Description of the task -> Copy out nothing but the line containing "Each instance receives one keypoint. Mark the building" and the lines that follow it to the end of the entries, exactly as they stand.

Data for processing ->
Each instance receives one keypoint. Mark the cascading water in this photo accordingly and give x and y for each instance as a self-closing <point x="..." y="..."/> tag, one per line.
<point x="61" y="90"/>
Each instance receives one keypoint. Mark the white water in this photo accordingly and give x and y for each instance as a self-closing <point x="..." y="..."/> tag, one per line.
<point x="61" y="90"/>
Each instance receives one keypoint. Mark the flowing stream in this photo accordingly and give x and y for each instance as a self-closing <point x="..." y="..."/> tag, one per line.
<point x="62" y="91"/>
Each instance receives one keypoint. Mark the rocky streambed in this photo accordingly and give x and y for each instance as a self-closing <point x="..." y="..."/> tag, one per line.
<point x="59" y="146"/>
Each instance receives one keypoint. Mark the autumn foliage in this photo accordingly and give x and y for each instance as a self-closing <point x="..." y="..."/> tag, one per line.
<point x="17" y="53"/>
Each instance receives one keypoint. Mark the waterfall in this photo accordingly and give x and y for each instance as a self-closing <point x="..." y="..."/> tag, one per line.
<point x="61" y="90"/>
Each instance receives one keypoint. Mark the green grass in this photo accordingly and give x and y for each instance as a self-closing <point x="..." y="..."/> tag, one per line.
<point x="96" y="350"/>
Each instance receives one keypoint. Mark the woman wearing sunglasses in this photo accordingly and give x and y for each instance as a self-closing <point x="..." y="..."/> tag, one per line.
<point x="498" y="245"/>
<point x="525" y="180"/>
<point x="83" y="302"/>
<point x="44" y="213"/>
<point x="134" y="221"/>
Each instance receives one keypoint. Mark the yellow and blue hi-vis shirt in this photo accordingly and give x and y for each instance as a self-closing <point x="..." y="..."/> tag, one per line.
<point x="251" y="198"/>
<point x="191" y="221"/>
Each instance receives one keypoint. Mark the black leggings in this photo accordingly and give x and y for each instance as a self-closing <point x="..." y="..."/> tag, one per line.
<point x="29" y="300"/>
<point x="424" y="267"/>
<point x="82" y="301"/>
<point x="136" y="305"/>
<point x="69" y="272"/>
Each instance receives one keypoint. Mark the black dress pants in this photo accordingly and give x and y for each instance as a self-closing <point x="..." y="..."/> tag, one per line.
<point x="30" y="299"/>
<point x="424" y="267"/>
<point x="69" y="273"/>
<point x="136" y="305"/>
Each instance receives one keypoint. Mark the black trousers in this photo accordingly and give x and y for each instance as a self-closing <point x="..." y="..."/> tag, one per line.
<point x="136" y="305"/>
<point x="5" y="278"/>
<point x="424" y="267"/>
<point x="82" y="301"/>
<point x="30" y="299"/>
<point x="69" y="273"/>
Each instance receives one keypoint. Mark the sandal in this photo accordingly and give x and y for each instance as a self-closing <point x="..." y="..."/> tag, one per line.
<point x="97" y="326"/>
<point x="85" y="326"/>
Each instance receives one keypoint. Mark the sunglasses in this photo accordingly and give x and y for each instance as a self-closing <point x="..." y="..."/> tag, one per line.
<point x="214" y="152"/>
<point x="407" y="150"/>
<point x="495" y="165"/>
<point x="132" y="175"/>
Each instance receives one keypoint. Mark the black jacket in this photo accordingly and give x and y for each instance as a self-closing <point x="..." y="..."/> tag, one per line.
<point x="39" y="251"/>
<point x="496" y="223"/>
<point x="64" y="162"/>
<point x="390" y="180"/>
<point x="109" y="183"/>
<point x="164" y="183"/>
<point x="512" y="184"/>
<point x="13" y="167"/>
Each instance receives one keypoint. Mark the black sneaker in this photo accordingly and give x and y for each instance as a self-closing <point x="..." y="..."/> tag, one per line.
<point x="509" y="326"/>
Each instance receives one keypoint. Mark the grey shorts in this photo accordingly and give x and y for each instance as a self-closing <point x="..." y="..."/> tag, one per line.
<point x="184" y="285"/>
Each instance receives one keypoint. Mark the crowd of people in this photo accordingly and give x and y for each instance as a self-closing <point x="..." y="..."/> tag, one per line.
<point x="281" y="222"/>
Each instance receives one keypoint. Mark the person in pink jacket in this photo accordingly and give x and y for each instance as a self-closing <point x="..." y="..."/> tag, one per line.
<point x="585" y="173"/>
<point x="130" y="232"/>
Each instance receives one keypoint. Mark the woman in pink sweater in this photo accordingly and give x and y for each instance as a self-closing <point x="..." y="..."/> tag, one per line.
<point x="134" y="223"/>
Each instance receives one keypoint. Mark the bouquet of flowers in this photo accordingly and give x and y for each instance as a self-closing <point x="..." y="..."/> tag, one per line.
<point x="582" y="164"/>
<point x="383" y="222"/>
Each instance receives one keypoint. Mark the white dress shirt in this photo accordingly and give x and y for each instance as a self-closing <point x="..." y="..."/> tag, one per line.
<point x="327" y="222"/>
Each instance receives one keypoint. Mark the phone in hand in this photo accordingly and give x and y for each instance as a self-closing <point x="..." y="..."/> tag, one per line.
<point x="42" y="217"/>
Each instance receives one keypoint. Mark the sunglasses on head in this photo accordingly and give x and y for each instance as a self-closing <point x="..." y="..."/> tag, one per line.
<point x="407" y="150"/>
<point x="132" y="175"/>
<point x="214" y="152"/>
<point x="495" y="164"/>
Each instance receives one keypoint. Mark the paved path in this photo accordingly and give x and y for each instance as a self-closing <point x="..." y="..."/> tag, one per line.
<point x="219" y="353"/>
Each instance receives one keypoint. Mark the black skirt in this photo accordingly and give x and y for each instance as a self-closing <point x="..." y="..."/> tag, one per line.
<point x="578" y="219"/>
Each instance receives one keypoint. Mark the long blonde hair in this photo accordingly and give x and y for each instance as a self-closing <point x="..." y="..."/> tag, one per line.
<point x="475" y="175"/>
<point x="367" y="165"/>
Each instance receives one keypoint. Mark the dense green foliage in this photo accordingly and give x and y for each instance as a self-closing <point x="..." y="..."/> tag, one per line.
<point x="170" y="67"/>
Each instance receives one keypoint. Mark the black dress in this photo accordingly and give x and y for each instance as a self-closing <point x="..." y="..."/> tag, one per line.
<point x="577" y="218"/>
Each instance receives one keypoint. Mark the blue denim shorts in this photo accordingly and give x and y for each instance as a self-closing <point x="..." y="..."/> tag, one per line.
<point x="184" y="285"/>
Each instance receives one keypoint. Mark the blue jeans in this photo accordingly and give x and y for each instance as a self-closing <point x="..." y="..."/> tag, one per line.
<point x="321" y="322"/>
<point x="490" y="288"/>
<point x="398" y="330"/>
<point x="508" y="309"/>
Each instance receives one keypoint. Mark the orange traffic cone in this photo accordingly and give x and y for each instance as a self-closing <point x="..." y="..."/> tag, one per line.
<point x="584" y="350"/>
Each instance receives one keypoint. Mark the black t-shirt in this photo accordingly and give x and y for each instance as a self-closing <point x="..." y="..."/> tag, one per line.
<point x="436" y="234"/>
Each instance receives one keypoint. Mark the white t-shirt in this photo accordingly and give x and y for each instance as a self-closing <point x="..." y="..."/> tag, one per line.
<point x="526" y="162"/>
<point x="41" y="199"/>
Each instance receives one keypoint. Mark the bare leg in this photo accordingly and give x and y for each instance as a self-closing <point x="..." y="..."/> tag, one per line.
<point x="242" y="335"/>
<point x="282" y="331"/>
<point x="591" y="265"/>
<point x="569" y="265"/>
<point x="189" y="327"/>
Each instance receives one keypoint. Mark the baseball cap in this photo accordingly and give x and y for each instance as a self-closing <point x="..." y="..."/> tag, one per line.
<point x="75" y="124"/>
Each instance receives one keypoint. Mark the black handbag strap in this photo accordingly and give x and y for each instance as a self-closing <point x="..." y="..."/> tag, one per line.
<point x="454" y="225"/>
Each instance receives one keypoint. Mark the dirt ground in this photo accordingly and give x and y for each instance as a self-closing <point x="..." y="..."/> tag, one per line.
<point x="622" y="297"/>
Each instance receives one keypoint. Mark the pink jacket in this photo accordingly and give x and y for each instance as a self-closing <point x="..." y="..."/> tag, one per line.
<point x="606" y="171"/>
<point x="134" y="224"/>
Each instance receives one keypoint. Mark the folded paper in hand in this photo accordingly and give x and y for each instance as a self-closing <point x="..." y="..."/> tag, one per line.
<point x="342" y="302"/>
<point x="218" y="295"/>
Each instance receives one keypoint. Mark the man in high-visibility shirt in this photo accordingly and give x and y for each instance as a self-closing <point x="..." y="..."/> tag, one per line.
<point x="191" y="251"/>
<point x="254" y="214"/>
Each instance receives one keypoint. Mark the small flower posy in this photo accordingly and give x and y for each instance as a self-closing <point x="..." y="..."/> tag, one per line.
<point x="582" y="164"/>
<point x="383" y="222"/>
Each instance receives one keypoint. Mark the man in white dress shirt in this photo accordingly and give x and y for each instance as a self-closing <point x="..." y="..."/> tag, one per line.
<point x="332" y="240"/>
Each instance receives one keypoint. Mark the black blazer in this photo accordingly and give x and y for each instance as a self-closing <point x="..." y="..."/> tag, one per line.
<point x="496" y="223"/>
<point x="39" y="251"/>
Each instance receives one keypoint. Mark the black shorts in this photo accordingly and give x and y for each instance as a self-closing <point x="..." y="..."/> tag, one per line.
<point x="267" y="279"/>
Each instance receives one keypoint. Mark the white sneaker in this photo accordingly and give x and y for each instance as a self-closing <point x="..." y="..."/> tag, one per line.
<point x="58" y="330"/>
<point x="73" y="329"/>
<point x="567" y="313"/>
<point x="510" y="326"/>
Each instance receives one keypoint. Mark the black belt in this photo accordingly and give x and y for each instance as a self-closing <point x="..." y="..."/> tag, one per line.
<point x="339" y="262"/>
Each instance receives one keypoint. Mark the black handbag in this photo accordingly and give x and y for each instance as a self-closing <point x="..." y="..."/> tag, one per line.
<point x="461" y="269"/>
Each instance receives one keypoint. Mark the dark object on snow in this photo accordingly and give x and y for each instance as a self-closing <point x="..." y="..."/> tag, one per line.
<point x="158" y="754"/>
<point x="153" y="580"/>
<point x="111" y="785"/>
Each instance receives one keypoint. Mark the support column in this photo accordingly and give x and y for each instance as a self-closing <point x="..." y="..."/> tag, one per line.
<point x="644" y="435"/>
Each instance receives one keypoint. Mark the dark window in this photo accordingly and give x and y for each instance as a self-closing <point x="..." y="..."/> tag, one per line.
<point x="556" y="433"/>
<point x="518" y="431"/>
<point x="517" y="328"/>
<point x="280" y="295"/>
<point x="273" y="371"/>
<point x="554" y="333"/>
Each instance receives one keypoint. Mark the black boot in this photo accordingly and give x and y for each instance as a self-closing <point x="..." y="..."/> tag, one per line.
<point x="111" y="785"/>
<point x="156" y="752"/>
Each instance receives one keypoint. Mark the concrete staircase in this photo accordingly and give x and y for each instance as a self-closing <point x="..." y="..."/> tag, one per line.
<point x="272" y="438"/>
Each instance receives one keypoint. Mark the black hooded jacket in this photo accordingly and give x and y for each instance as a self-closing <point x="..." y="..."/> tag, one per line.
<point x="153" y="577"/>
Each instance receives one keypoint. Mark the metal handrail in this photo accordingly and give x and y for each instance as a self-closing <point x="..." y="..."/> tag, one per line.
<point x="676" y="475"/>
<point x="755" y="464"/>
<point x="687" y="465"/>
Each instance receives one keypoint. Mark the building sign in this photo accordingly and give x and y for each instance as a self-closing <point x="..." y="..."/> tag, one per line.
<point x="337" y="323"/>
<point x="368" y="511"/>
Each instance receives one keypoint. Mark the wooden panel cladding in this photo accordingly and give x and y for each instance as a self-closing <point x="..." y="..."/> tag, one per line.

Output for this task ->
Each instance receives one keypoint. Mark the building sign in this photo accordingly and give x and y for each instance as a self-closing <point x="..." y="..."/> tag, one per line.
<point x="337" y="323"/>
<point x="368" y="511"/>
Each instance receives one keypoint. Mark the wooden panel cladding in this photo accordingly and give x and y for each instance as a self-closing <point x="..." y="..."/> tag, one per line.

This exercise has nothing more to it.